Exercise details: In the data below, which lines hold "leaf"? Copy every one.

The records:
= = = = =

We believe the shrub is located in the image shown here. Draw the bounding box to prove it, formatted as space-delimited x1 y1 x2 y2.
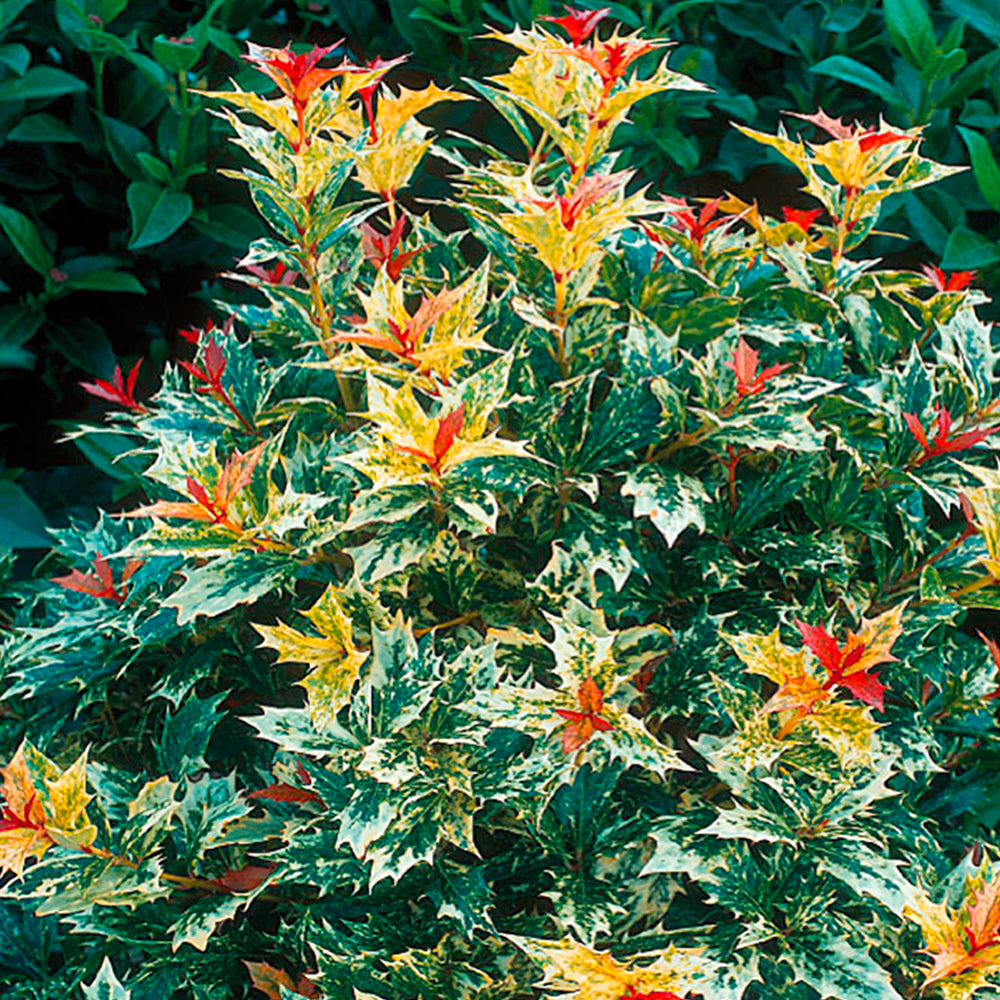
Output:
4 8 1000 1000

= = = = =

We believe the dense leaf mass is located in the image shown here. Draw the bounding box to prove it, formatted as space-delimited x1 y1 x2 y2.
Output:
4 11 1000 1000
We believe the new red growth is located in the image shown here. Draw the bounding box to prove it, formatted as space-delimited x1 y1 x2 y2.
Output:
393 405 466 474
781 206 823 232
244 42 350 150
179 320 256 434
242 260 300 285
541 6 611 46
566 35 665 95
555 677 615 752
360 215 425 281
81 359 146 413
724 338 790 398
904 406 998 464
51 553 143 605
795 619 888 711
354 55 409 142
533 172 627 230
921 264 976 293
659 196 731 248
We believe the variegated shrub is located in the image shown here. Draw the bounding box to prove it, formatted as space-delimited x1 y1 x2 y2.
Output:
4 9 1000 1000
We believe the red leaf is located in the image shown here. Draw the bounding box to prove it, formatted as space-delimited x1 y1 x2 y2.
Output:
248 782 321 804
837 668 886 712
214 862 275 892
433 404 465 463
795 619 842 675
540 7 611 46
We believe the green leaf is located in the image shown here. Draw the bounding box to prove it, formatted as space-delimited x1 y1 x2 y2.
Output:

= = = = =

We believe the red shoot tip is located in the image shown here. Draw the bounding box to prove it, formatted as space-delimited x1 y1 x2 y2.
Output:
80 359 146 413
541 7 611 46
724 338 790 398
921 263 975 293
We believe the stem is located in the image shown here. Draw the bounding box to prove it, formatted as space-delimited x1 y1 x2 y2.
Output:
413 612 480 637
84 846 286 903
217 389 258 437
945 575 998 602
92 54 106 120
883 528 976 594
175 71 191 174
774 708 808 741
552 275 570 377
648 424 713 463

= = = = =

Output below:
We believe the dense leaf mass is located in the image shown here. Draw the bounding box to prove it, formatted as space-delimited x1 y1 x2 y2.
We believe the red leaf is located in the image shown here. Draw the bounding box to prove it, formatted as space-delimited x1 y1 x2 y2.
We believe the green leaf is located in the image shown here. Draw the bounding box to prove it, formatted as space-delimited x1 y1 x2 y2.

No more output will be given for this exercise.